◆ **What is expected**: Only lines containing the string "below" belong in the answer; copy all of them from the entries.
++++ Data supplied
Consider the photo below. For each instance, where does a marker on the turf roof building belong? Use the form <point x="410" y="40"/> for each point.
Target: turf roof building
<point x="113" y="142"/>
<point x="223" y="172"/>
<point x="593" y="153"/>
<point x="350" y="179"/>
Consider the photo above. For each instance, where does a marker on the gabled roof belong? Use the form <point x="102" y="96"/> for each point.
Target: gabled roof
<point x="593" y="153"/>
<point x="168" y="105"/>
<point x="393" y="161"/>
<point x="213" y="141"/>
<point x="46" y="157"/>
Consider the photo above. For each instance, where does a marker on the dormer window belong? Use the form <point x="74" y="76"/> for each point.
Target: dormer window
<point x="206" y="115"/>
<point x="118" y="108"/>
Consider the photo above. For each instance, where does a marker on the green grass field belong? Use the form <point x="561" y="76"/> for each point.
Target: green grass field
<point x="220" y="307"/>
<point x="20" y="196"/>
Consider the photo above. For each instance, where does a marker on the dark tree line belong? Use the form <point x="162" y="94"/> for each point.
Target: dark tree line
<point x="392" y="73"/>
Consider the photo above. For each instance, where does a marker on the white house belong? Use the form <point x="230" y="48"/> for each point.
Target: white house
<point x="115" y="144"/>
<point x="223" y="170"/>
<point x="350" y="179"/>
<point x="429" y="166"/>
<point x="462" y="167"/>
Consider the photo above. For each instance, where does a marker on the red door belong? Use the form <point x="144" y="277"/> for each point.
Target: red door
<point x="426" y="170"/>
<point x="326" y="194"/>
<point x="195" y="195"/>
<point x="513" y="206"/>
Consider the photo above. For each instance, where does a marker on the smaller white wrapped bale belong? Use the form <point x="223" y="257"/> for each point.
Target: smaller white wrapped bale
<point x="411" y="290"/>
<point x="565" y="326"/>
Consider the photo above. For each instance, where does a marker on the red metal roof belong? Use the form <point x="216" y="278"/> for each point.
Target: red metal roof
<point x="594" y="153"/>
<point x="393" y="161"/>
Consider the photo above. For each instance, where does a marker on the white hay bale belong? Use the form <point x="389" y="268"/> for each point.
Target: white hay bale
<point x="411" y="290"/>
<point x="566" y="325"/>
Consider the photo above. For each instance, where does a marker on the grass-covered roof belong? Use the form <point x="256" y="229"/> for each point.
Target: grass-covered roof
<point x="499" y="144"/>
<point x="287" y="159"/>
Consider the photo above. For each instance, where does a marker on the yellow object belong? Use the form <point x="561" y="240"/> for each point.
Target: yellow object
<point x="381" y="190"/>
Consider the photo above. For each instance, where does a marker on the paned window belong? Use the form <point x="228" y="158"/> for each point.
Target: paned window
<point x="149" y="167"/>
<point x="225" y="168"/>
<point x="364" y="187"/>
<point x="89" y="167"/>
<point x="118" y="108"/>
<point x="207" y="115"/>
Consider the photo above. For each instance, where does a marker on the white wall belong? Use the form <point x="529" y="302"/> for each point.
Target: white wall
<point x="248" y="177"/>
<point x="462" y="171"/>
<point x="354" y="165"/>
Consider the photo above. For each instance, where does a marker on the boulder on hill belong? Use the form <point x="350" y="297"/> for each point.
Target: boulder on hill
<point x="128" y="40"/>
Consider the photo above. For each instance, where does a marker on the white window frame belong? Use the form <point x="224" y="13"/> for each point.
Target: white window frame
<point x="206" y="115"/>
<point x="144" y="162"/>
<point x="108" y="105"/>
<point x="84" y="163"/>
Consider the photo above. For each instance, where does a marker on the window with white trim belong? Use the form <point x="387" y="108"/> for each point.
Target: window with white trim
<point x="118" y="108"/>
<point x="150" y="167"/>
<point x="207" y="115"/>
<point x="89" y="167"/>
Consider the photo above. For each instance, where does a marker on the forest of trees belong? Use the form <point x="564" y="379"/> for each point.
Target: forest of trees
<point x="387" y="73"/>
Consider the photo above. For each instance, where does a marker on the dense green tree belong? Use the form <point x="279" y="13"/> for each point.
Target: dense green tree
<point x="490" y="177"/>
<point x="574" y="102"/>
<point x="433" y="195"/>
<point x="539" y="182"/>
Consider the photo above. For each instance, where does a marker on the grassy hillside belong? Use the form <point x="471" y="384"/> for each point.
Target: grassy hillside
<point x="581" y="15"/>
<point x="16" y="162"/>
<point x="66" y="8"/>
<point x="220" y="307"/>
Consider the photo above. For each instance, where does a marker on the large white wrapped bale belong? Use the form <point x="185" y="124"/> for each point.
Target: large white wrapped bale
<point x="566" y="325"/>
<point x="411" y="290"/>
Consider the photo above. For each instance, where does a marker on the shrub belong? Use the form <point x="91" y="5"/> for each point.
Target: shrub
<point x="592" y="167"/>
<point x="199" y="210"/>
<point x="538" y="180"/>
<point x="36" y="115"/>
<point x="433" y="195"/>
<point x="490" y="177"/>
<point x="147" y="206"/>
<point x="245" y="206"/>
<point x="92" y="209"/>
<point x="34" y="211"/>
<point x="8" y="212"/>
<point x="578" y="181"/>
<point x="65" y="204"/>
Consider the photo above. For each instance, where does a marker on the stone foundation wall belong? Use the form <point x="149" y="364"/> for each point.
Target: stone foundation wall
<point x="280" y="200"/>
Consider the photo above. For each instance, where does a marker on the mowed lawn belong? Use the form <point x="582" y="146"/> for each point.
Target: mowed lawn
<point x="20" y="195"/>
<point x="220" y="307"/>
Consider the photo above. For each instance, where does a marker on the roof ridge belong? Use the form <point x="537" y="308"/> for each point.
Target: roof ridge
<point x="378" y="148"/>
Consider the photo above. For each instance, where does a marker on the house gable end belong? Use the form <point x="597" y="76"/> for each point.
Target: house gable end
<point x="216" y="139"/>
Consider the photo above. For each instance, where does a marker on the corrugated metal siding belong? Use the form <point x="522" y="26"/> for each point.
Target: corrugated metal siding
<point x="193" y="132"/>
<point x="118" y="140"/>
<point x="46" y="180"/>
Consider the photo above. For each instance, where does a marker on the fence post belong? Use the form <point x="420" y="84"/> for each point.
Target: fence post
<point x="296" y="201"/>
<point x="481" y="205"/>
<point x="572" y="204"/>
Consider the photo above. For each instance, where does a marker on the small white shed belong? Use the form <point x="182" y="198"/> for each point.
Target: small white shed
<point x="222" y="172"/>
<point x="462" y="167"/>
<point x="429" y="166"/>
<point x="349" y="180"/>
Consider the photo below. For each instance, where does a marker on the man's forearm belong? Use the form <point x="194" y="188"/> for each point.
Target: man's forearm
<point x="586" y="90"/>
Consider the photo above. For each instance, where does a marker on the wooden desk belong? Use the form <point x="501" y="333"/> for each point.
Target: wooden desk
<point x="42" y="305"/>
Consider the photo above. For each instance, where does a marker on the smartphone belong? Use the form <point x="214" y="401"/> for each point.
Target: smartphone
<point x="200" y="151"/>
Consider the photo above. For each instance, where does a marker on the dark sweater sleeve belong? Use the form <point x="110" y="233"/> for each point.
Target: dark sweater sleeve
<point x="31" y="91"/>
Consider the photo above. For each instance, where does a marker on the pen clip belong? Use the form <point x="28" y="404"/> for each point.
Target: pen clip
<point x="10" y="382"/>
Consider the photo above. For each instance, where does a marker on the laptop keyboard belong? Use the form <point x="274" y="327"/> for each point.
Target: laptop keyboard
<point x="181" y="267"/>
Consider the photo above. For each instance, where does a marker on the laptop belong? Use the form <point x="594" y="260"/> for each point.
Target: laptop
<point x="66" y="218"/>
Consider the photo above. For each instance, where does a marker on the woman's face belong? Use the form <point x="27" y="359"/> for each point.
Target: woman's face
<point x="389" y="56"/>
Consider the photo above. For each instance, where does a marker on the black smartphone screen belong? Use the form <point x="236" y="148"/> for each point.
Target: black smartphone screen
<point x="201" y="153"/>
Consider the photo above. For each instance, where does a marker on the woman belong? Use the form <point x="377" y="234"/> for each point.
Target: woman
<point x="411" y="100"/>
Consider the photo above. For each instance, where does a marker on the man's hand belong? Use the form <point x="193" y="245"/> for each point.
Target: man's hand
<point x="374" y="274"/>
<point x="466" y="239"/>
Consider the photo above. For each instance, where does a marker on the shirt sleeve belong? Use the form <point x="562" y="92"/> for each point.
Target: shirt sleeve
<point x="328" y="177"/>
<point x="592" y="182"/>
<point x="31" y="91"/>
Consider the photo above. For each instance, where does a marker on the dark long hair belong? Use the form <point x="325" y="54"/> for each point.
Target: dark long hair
++++++++
◆ **Response box**:
Consider the photo below. For each instance, where does a marker on the turf roof building belong? Use the form <point x="410" y="40"/> for each point.
Consider the photo below. For each instance, where does a marker on the man's forearm belong? Use the form <point x="194" y="188"/> for each point.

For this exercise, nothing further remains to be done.